▸ **What is asked**
(1) Answer these about the forum thread on the Finnish studded-tire sentence:
(a) According to Grumpy Old Man, what are the studs made of?
(b) Which grammatical form does Grumpy Old Man say he would not use?
(c) Which site does Hakro say the original text seems to be copied from?
(2) In the forum thread on the Finnish studded-tire sentence, Gavril offers two readings of what was strengthened. In one to three sentences, explain which reading Grumpy Old Man's reply supports and why the other fails.

***** Document excerpt *****

# kohdalta



## 盲人瞎馬

> Rakenteessa on kuitenkin hieman eroa, sillä nastarenkaassa *kumi on nastojen kohdalta vahvistettu*.



Can anyone translate this part?

Thanks.


----------



## Gavril

My attempt:

"... The rubber has been strengthened at the point where each stud is located."

I'm not sure, though, whether this means that

- the studs themselves are made of strengthened rubber (see this picture of a stud tire if you're not sure what I'm talking about)

or

- the rubber on the main tire, beneath each stud, has been strengthened

I'm also not sure exactly what the ablative (_kohdalta_) means here.

Native Finnish speakers, please help us?


----------



## Grumpy Old Man

The studs are made of metal, not rubber.  The rubber has been strengthened at the point where the stud is.  I would not use the ablative.  I would say: ... _kumia on vanvistettu nastojen kohdalla_.  Or: ... _kumia on vahvistettu niissä paikoissa, joissa nastat ovat._


----------



## Hakro

The original text seems to be copied from AutoWiki.fi. Unfortunately the text is grammatically poor and there are also some misinformation about the history and development of studded tires.

***** Given records *****

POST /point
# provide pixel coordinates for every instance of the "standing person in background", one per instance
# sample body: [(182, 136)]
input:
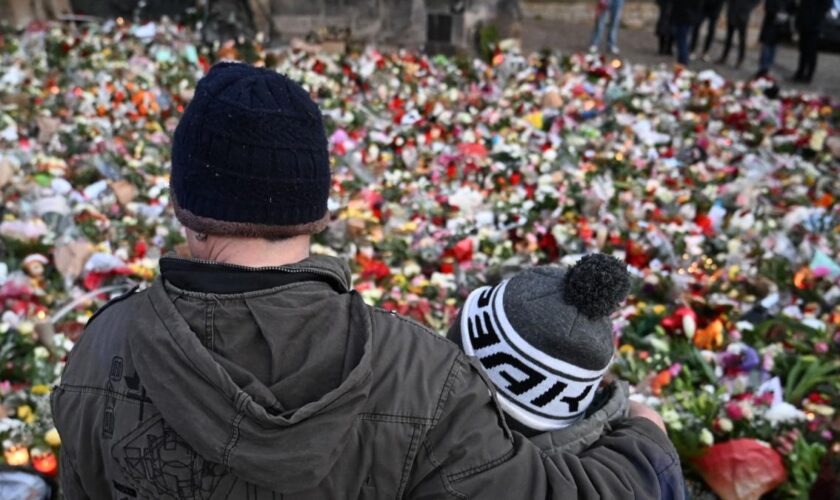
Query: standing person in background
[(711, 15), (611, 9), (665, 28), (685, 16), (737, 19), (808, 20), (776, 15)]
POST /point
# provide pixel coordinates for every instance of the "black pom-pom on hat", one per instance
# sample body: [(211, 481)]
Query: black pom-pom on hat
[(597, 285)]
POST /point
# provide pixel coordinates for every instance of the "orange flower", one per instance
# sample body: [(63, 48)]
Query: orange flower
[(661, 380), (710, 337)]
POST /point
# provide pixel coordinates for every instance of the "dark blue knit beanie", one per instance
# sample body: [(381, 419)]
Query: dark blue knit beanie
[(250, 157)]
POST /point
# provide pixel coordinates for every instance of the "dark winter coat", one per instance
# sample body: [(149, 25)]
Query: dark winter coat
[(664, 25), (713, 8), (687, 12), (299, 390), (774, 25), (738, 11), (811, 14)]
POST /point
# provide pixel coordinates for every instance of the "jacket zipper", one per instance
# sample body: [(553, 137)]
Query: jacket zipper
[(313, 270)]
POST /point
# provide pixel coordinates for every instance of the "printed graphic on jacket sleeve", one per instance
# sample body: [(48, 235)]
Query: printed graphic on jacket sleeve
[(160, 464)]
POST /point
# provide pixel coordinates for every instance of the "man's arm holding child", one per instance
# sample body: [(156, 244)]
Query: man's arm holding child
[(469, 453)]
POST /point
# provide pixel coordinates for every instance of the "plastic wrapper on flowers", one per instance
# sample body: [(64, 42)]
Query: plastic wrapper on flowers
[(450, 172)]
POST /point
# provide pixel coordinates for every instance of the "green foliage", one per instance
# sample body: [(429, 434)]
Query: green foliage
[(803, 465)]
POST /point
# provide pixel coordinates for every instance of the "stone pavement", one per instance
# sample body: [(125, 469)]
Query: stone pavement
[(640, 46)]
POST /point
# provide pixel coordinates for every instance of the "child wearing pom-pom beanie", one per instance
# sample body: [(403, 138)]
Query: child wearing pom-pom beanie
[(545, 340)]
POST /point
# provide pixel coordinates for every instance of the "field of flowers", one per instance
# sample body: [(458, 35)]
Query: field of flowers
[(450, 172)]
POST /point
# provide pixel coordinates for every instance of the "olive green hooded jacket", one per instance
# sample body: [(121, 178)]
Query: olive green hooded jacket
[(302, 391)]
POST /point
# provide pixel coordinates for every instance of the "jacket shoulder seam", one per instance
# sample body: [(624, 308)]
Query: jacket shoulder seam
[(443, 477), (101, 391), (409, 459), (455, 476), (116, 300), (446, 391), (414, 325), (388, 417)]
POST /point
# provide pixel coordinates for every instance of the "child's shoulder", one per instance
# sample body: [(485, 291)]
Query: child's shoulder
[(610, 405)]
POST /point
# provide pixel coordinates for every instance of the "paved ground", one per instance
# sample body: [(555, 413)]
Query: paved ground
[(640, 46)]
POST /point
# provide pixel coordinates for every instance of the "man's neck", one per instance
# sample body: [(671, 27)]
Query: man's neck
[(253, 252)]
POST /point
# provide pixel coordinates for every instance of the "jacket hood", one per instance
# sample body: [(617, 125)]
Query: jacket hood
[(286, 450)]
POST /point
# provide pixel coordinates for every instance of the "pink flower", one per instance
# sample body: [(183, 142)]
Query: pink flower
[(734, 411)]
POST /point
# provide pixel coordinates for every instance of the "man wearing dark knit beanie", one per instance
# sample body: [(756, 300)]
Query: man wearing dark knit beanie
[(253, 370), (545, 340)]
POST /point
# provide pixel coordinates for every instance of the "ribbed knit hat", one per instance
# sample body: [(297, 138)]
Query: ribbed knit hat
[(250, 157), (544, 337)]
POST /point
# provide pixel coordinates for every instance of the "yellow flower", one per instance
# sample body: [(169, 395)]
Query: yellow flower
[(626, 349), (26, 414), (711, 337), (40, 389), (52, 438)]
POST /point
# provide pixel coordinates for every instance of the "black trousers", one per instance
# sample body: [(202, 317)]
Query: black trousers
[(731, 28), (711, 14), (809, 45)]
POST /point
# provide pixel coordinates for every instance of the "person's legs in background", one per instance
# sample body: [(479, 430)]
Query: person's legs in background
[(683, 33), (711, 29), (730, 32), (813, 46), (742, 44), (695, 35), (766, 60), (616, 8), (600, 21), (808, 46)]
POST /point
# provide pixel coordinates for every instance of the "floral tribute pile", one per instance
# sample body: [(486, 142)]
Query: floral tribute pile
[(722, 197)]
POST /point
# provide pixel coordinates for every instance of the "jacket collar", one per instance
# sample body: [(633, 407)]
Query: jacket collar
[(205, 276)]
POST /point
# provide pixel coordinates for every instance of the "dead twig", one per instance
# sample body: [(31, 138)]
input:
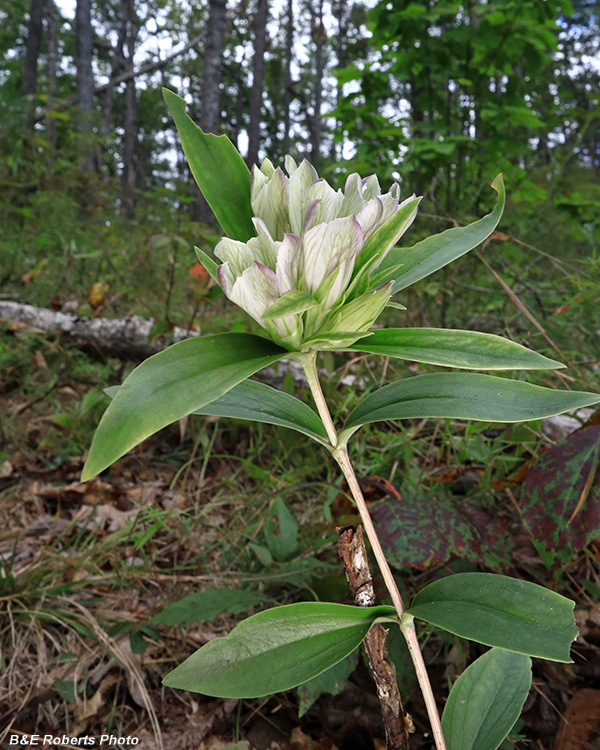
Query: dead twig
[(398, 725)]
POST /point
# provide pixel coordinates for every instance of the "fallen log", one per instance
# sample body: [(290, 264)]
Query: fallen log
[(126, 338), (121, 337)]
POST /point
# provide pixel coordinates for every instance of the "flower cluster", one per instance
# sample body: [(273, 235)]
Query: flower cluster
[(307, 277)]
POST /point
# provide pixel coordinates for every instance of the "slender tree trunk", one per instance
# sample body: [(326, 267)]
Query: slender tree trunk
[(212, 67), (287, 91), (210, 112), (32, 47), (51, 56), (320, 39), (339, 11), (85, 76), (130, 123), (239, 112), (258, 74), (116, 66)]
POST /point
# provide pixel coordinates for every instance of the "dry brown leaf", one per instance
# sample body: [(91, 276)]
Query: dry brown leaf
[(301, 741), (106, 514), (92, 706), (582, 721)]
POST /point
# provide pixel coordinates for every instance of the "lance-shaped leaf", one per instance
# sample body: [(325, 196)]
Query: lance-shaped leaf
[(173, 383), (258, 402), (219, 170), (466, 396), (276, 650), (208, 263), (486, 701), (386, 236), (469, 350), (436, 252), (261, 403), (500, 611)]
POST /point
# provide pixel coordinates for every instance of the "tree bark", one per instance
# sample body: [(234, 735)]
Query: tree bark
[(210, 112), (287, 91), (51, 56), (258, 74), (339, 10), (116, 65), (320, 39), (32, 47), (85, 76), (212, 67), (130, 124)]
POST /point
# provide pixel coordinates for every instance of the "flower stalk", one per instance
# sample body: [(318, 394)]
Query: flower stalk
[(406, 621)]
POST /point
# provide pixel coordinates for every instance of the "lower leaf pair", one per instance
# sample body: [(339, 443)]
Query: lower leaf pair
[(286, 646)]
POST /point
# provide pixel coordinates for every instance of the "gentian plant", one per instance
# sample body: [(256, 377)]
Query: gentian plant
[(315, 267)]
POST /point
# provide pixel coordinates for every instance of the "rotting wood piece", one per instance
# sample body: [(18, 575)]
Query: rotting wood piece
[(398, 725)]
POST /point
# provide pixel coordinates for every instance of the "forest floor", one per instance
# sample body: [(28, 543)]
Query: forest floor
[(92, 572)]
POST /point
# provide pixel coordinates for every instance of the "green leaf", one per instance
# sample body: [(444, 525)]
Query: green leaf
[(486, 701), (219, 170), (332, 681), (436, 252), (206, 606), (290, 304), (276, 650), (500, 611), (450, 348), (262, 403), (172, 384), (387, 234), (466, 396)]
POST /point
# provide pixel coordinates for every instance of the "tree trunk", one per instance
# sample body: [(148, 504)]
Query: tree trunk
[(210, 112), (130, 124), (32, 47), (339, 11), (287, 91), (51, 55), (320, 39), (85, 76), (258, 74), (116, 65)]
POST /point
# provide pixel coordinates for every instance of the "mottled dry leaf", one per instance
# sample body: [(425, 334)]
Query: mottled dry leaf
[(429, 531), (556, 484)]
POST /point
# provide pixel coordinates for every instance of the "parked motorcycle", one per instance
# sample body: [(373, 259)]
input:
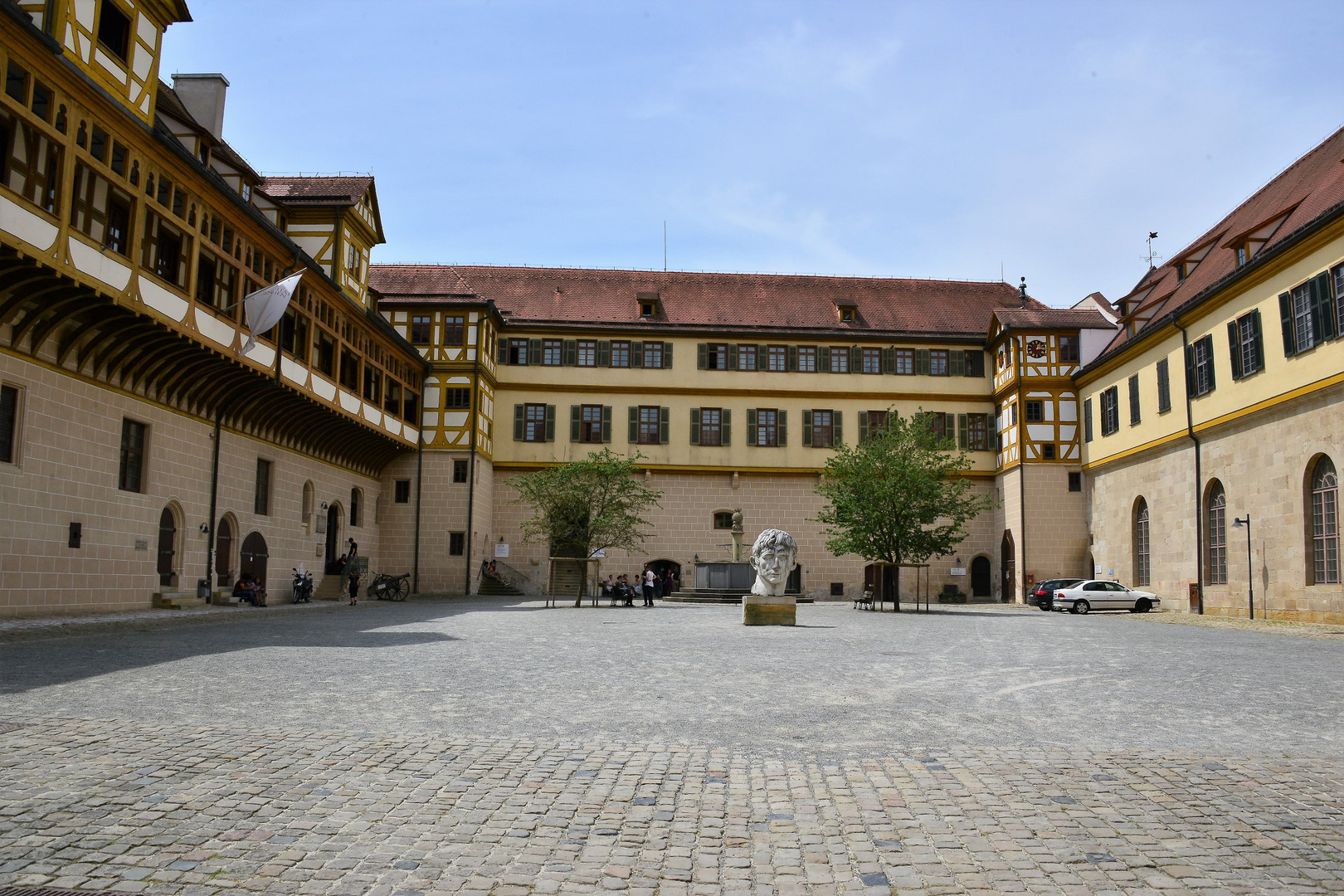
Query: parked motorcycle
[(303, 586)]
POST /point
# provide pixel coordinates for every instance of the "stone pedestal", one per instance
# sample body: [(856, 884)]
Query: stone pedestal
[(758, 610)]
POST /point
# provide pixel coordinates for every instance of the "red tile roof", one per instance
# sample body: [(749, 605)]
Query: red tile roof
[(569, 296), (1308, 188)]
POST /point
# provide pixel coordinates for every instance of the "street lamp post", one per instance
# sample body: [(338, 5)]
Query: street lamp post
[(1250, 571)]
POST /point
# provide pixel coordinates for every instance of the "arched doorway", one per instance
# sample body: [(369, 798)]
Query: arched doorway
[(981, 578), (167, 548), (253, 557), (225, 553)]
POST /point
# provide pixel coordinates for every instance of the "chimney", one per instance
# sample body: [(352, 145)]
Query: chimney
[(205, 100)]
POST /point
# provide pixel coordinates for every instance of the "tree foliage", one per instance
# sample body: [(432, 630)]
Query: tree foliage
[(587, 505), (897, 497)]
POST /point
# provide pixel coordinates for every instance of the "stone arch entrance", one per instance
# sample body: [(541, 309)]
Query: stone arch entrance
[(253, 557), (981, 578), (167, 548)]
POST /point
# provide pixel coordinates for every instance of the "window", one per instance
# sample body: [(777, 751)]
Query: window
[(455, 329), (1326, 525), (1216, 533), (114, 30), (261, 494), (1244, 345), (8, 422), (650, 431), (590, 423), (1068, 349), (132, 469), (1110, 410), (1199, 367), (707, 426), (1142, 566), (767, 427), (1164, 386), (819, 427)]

*****

▸ **The results**
(1)
(a) Metal, not rubber.
(b) The ablative.
(c) AutoWiki.fi.

(2) Grumpy Old Man supports the reading that the rubber is strengthened at the point where each stud sits. The idea that the studs themselves are made of strengthened rubber fails because, as he states, the studs are made of metal, not rubber.